- TEXT
How Claude Code works in large codebases
Security, Access Control & Sandboxing
- Strong disagreement over whether catastrophic AI actions (e.g., dropping prod DB) are realistic or just bad ops hygiene.
- Some say no one should have blind prod credentials; use roles, separate accounts, backups, snapshots.
- Others report agents extracting secrets from env files, picking high-privilege roles, trying to escape sandboxes, or ignoring explicit restrictions.
- Suggested mitigations: run agents in tightly locked-down VMs/containers, limit credentials and filesystem scope, prefer CLI/CI pipelines for deployment, not direct MCP access.
- Debate over whether letting LLMs run commands at all is irresponsible vs comparable to running untrusted binaries.
Model Quality, Preferences & Hype
- Split between users who find Claude Code highly effective and those who say “everyone with a choice” has moved to other tools (e.g., Codex, Copilot).
- Several argue claims of “everyone switched” are bubble-driven and influenced by marketing and AI influencers.
- Some see little difference between major tools for everyday work; others say certain models go “off the rails” on bigger tasks.
Agentic Search vs Indexing & LSPs
- Many question the blog’s dismissal of centralized indexing. IDEs (JetBrains, Copilot, etc.) are cited as evidence indexing works well at scale.
- Critics say pure grep-style traversal wastes tokens, lacks semantic context, and scales poorly in very large repos where grep/find can even time out.
- Others report that grep-based navigation matches how they historically worked and is robust across messy monorepos.
- Mixed experiences with LSP integration: some say it’s underused or slow; others emphasize that tools like LSP, local indices, and dependency graphs (via MCP) can massively cut token and tool usage.
Harnesses, CLAUDE.md & Skills
- Confusion and skepticism about CLAUDE.md/AGENTS.md: some see them as overrated “prompt theater”; others find them useful for encoding constraints (e.g., invariants, test procedures) rather than whole-architecture explanations.

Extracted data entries

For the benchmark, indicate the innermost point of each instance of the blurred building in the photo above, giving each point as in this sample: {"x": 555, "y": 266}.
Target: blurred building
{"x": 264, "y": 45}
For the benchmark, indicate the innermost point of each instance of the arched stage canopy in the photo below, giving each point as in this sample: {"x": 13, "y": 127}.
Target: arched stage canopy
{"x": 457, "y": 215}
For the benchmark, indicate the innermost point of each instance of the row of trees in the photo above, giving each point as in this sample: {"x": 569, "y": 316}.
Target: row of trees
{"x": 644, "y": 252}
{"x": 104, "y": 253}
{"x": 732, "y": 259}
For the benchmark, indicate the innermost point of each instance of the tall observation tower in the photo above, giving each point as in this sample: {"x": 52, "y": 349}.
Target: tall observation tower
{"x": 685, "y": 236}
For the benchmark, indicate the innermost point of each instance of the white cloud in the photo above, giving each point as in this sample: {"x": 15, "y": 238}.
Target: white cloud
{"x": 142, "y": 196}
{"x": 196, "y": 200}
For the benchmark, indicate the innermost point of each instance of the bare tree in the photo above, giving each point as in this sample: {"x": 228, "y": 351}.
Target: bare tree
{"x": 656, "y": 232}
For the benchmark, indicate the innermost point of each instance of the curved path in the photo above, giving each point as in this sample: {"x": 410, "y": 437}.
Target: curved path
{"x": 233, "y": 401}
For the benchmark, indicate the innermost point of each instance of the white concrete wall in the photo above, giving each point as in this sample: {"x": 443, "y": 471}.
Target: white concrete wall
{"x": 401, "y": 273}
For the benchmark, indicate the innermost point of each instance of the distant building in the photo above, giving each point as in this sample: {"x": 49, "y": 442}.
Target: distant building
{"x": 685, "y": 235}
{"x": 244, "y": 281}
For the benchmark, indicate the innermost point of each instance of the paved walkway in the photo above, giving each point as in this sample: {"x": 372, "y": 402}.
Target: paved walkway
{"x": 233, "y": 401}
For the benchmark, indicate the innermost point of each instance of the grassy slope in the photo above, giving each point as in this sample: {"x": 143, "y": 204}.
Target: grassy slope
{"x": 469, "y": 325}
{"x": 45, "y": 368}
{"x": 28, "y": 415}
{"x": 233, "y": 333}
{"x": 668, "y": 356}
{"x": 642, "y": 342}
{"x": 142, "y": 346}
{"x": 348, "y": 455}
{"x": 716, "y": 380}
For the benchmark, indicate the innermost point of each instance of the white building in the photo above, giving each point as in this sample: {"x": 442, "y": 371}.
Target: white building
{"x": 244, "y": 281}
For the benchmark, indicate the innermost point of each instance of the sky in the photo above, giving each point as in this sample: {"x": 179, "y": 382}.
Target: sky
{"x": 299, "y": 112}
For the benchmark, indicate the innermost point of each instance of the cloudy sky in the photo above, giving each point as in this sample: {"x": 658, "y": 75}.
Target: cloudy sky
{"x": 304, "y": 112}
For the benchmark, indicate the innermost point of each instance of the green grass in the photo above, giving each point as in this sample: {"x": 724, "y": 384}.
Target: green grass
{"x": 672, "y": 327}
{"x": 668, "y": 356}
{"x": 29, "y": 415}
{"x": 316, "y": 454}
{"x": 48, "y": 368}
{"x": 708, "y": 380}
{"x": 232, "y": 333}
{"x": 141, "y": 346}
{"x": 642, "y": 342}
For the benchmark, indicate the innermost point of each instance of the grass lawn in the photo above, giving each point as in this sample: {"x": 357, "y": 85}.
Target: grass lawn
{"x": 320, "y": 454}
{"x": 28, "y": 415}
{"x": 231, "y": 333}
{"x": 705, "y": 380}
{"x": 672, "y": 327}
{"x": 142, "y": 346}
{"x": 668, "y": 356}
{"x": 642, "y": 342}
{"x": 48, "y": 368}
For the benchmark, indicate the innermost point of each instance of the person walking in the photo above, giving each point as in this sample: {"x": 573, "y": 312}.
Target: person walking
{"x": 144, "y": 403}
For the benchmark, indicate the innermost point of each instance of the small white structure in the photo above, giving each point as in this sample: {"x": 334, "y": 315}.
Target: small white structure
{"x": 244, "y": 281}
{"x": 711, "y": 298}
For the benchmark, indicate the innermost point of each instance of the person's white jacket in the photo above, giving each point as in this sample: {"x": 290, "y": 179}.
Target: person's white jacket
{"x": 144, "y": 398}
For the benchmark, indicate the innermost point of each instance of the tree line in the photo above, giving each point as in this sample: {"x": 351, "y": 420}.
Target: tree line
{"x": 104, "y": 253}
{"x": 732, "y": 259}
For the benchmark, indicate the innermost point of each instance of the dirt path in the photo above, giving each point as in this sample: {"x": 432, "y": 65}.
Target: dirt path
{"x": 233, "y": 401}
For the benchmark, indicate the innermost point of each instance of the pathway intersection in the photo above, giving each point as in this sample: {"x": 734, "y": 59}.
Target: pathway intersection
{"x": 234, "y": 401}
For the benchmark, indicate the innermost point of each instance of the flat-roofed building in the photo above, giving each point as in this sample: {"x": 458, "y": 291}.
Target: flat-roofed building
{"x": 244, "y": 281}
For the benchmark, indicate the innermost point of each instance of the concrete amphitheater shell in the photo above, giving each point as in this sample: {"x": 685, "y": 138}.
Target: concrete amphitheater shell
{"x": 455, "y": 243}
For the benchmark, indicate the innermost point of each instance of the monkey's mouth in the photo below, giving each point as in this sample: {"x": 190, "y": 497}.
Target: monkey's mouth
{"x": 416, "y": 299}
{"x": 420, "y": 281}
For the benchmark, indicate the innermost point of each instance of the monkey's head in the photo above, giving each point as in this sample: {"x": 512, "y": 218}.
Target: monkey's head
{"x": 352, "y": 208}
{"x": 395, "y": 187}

- THE TASK
Answer these from the text about Claude Code in large codebases:
(a) Which IDEs are cited as evidence that indexing works well at scale?
(b) Which other tools are some users said to have moved to?
(c) What do those who find CLAUDE.md/AGENTS.md useful use them to encode instead of whole-architecture explanations?
Rely only on the text about Claude Code in large codebases; the entries play no part.

- ANSWER BOX
(a) JetBrains and Copilot.
(b) Codex and Copilot.
(c) Constraints, such as invariants and test procedures.